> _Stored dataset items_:

══════════

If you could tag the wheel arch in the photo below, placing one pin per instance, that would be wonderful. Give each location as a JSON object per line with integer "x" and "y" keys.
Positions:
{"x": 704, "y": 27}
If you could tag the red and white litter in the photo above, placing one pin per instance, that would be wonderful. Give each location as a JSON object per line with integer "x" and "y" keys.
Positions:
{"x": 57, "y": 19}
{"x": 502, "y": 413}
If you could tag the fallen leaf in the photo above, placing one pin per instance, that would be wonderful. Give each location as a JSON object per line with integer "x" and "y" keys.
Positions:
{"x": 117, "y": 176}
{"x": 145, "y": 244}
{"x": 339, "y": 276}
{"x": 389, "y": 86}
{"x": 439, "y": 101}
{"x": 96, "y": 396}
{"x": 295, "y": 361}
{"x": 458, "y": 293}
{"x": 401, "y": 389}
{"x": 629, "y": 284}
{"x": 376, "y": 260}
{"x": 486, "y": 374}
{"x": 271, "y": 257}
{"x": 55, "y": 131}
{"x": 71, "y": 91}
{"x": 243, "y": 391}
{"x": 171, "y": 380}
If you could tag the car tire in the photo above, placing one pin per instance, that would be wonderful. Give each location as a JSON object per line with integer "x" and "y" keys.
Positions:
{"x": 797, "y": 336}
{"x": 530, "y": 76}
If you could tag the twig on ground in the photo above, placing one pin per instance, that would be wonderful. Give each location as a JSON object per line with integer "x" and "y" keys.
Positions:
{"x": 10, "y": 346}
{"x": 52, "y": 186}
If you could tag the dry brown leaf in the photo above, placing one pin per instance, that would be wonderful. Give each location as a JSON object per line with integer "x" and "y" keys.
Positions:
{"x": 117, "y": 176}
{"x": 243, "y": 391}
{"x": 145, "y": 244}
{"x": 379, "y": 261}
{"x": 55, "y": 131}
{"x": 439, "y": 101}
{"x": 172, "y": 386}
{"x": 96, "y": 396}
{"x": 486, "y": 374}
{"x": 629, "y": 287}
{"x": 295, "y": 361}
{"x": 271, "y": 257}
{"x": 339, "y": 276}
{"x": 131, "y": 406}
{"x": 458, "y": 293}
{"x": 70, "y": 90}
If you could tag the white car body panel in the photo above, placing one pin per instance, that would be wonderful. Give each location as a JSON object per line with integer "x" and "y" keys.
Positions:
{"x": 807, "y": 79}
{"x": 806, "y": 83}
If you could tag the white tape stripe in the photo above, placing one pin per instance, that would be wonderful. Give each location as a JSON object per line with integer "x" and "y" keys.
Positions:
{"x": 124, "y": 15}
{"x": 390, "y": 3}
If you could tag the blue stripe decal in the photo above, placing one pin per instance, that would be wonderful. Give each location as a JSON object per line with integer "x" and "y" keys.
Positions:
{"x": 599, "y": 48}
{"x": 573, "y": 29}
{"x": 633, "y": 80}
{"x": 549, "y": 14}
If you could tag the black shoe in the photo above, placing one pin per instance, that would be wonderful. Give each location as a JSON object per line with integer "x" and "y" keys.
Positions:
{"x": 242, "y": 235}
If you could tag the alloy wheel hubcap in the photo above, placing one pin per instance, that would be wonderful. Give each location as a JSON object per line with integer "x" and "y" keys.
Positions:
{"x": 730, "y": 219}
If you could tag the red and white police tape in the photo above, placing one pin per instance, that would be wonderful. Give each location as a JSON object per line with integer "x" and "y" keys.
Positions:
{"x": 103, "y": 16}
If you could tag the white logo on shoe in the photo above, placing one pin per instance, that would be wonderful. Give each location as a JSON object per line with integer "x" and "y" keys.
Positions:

══════════

> _Work to do_: All of the lines above must be returned exactly.

> _Reply_:
If you could tag the wheel arch in the photo below, placing one pin per instance, that would be wonderful. Give each location as a JSON object per line with integer "x" and "y" keys.
Positions:
{"x": 704, "y": 27}
If you could tag the red and white litter in the photo above, placing one pin per instance, that would be wonderful. Give each location as a JSON object per line with integer "x" and "y" keys.
Positions:
{"x": 57, "y": 19}
{"x": 502, "y": 413}
If you could tag the fallen leaf in the photo above, placing one pin per instance, that would be wonderful. Give each location as a JSON object per line with integer "x" and "y" keys.
Positions:
{"x": 117, "y": 176}
{"x": 145, "y": 244}
{"x": 339, "y": 276}
{"x": 389, "y": 86}
{"x": 439, "y": 101}
{"x": 96, "y": 396}
{"x": 295, "y": 361}
{"x": 458, "y": 293}
{"x": 401, "y": 389}
{"x": 629, "y": 284}
{"x": 376, "y": 260}
{"x": 486, "y": 374}
{"x": 271, "y": 257}
{"x": 55, "y": 131}
{"x": 71, "y": 91}
{"x": 243, "y": 391}
{"x": 171, "y": 380}
If you could tag the car tire in the photo above, placing one pin per instance, that would be wonderful. Give each location as a JSON object per line with integer "x" and "y" keys.
Positions:
{"x": 797, "y": 336}
{"x": 530, "y": 76}
If you could tag the twig on ground in the photo above, placing one pin per instance, that would be wonderful. Give each location as a JSON object per line with integer "x" and "y" keys.
Positions:
{"x": 10, "y": 346}
{"x": 52, "y": 186}
If you could tag the dry brown leaf in the photo above, placing one pin per instance, that would be wonderful. Give each location as a JSON object per line with integer "x" and "y" keys.
Positions:
{"x": 117, "y": 176}
{"x": 243, "y": 391}
{"x": 145, "y": 244}
{"x": 379, "y": 261}
{"x": 55, "y": 131}
{"x": 439, "y": 101}
{"x": 172, "y": 386}
{"x": 96, "y": 396}
{"x": 486, "y": 374}
{"x": 629, "y": 287}
{"x": 295, "y": 361}
{"x": 271, "y": 257}
{"x": 339, "y": 276}
{"x": 131, "y": 406}
{"x": 458, "y": 293}
{"x": 70, "y": 90}
If you could tag the white car body panel in the photo above, placing one pin per instance, that would be wonderful. Give each location as a JSON object per line with integer "x" and "y" keys.
Positions:
{"x": 807, "y": 79}
{"x": 806, "y": 83}
If you could tag the white tape stripe in the photo above, placing one pin per instance, that would be wonderful. Give each location as a JSON object per line with integer "x" and "y" keys.
Positions:
{"x": 124, "y": 15}
{"x": 390, "y": 3}
If you could tag the blue stripe decal in the photo above, placing one pin per instance, that would be wonderful. Give each location as a JSON object per line with integer "x" and "y" keys.
Positions:
{"x": 599, "y": 48}
{"x": 573, "y": 29}
{"x": 633, "y": 80}
{"x": 549, "y": 14}
If you could tag the black shoe in the photo above, placing one pin per instance, that would be wonderful. Give each location as a JSON object per line with integer "x" and "y" keys.
Positions:
{"x": 242, "y": 235}
If you could tag the alloy wheel hubcap in the photo above, placing one pin per instance, that would be wonderful. Give each location as a JSON object per line with integer "x" and "y" keys.
Positions:
{"x": 730, "y": 219}
If you could tag the red and white police tape in the photo above, placing one pin per instance, that would be wonderful. Give each location as a JSON object per line with integer "x" and "y" keys.
Positions:
{"x": 103, "y": 16}
If you could tag the white logo on shoe in the photo above, placing one pin per instance, that would be wonderful. Give each location as a JSON object per line with integer "x" and "y" keys.
Positions:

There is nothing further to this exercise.